Referring expression data:
═══

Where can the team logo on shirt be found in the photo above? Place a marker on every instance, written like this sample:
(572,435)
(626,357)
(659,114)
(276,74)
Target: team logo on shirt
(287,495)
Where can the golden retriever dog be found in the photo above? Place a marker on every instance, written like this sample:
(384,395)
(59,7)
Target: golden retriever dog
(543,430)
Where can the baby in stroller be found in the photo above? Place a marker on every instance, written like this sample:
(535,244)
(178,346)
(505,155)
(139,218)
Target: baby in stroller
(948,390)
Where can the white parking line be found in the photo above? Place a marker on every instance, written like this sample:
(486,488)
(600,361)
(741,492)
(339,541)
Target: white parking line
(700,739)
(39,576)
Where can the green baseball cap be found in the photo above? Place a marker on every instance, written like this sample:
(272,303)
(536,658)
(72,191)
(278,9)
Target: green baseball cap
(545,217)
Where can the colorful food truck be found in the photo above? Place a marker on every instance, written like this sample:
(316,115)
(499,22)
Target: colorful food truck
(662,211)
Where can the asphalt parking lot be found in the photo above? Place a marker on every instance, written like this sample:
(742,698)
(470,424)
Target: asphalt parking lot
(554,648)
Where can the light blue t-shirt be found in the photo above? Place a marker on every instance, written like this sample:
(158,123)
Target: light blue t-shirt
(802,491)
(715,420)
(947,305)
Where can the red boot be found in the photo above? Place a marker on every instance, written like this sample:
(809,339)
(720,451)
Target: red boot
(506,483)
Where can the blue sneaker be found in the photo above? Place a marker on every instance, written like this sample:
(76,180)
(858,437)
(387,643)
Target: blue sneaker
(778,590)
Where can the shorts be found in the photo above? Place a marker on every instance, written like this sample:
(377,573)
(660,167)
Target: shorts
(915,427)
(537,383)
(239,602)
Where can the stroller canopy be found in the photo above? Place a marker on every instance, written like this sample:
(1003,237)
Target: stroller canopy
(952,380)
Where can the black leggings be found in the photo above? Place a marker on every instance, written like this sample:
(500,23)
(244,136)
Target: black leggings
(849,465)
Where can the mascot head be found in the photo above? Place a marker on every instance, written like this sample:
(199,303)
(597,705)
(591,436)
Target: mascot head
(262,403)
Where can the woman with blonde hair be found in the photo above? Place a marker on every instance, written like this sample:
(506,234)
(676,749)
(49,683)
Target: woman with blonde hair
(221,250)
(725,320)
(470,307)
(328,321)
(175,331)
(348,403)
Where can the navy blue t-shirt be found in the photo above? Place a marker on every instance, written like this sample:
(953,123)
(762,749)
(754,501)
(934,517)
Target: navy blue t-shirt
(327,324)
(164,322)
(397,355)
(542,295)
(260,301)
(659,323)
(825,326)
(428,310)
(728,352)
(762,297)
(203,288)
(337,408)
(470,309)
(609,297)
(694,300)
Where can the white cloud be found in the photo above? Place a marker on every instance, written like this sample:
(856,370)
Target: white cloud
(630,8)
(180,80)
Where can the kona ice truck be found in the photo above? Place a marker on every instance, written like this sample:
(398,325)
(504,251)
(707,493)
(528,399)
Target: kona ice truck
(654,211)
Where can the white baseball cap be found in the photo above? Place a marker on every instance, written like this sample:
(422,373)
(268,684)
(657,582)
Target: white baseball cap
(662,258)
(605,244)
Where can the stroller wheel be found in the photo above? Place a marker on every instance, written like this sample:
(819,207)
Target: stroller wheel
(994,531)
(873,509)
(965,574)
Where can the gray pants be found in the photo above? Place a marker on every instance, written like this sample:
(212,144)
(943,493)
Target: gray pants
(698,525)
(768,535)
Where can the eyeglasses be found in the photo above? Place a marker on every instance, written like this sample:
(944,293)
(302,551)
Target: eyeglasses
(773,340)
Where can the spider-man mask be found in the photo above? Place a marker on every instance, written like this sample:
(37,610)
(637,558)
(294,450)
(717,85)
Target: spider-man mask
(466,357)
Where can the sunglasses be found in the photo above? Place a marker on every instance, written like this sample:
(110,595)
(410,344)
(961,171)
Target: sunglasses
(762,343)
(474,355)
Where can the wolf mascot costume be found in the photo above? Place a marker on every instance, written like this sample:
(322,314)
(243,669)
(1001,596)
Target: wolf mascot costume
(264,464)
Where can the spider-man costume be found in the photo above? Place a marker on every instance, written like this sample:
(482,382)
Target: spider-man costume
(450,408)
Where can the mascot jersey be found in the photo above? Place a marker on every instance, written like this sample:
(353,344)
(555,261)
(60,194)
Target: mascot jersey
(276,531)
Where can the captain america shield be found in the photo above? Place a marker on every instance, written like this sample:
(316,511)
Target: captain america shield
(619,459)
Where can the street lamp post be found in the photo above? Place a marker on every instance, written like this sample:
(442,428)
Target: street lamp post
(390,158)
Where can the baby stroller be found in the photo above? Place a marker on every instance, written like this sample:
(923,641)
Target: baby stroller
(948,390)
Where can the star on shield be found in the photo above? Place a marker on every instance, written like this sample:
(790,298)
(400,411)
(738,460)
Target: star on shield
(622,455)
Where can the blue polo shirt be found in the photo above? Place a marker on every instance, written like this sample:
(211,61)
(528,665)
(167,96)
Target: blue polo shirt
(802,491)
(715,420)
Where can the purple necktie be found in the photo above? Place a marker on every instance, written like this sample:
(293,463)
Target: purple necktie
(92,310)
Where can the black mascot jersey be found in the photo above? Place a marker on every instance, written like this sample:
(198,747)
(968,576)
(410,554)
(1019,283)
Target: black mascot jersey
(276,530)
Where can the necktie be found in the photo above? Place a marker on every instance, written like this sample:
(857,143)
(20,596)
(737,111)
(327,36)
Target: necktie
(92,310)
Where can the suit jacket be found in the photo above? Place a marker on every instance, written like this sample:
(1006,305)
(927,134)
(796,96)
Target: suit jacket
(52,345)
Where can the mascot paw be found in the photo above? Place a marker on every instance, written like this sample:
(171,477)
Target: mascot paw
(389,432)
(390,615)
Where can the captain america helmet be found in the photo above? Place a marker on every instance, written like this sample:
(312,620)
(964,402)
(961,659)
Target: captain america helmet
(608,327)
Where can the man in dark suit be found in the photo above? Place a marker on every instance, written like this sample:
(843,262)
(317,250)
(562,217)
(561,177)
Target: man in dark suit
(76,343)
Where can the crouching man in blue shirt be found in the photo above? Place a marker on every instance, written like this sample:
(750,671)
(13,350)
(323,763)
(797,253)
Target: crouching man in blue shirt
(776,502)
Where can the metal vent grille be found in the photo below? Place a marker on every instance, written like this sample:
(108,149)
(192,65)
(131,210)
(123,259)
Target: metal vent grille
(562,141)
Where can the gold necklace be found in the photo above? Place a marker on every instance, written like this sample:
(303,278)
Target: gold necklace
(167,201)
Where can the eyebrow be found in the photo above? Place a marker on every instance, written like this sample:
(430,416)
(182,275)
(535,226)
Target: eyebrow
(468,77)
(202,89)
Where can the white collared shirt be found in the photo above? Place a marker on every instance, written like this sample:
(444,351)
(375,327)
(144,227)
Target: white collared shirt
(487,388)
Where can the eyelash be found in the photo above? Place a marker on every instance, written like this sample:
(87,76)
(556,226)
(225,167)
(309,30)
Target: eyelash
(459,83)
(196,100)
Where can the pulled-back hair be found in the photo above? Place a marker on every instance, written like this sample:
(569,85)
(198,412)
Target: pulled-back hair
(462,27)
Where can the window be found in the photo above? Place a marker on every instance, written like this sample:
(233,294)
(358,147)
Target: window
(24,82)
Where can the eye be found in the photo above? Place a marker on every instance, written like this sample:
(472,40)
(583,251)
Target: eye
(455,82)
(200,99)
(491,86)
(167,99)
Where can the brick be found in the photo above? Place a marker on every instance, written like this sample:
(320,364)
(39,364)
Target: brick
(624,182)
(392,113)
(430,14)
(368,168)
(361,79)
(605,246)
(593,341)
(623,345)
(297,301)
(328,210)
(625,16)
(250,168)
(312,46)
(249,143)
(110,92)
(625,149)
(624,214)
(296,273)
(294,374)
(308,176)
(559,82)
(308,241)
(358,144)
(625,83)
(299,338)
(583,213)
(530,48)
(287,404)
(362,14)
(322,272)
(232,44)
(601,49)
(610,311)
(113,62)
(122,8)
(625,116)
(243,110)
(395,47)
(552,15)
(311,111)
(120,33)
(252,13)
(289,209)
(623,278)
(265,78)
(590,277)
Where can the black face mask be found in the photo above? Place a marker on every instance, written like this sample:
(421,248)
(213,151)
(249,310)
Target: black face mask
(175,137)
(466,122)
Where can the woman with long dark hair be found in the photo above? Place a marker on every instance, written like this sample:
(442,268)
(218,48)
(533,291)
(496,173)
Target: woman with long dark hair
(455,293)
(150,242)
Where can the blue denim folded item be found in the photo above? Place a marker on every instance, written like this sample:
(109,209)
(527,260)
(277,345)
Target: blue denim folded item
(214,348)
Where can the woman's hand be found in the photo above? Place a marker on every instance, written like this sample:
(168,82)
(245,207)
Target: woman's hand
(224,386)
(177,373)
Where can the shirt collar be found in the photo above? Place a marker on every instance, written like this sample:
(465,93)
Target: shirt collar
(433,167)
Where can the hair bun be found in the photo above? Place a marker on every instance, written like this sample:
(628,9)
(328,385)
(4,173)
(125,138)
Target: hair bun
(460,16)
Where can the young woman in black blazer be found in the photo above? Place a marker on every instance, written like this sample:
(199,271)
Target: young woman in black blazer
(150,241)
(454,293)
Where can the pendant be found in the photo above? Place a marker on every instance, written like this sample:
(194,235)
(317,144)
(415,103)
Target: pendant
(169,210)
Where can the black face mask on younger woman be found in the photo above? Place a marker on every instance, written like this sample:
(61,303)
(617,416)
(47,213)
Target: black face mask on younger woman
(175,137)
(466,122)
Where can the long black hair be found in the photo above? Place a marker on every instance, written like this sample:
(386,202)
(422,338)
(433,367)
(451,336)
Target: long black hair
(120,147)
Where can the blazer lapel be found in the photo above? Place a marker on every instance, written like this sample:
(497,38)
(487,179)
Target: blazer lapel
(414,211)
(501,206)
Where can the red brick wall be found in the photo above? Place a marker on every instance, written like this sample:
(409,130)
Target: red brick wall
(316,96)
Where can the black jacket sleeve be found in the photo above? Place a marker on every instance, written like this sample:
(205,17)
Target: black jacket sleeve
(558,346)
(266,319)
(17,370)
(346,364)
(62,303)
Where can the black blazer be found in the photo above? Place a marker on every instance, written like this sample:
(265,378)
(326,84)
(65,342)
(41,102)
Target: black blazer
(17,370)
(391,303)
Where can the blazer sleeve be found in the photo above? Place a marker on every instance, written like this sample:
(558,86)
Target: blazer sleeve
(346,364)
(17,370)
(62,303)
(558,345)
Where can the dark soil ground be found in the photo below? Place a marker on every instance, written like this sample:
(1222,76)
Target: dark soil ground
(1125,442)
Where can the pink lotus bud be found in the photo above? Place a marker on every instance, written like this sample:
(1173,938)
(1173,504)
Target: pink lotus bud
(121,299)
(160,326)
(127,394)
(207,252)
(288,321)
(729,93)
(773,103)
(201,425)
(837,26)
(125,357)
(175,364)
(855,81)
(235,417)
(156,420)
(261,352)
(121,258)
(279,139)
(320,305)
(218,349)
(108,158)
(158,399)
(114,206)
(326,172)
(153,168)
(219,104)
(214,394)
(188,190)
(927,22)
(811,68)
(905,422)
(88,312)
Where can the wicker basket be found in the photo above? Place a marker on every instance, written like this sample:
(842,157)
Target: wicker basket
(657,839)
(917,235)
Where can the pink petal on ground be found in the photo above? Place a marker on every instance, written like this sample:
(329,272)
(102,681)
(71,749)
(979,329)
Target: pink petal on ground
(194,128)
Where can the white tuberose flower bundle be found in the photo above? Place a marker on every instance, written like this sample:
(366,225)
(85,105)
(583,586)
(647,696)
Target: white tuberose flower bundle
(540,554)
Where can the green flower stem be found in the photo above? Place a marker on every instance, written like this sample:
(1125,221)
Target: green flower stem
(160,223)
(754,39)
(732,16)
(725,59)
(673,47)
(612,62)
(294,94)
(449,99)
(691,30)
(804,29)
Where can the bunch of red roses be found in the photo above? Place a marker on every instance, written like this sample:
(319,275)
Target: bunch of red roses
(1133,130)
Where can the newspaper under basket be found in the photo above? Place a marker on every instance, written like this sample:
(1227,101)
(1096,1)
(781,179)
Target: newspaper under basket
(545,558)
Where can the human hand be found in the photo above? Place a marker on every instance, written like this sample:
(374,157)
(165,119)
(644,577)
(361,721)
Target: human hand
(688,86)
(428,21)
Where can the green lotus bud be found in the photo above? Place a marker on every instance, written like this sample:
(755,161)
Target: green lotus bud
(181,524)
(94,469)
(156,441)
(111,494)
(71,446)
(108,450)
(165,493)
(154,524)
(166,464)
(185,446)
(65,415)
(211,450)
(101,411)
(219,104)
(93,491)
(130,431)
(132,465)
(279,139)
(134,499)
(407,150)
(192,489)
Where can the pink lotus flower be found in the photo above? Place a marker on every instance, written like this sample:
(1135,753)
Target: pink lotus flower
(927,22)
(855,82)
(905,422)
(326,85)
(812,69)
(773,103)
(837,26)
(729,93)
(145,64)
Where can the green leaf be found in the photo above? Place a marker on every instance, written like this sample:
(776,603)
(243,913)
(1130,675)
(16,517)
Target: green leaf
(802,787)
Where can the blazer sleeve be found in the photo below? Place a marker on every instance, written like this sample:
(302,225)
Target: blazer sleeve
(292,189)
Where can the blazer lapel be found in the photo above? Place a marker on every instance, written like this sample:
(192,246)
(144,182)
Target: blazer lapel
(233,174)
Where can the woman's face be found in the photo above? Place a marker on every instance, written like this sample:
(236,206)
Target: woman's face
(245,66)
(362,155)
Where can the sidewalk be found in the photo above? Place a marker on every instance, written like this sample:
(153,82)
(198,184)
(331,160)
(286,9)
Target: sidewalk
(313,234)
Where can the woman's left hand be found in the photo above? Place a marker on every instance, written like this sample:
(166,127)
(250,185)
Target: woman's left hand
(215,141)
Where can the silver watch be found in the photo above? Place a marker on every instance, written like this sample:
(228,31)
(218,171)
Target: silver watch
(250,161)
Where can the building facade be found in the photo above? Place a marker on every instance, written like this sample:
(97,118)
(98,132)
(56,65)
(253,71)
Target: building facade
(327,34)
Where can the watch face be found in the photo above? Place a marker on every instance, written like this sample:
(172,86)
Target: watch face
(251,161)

═══

● INSTRUCTIONS TO FOLLOW: Report each line of the entries where the word "below" occurs.

● EXERCISE ANSWER:
Where can the metal vent grille be found in the photo below? Place a marker on every instance, written like this sample:
Where can the dark soil ground be found in the photo below? Place a marker on every instance, written like this sample:
Where can the blazer sleeve be found in the photo below? Place a marker on every instance, written like this sample:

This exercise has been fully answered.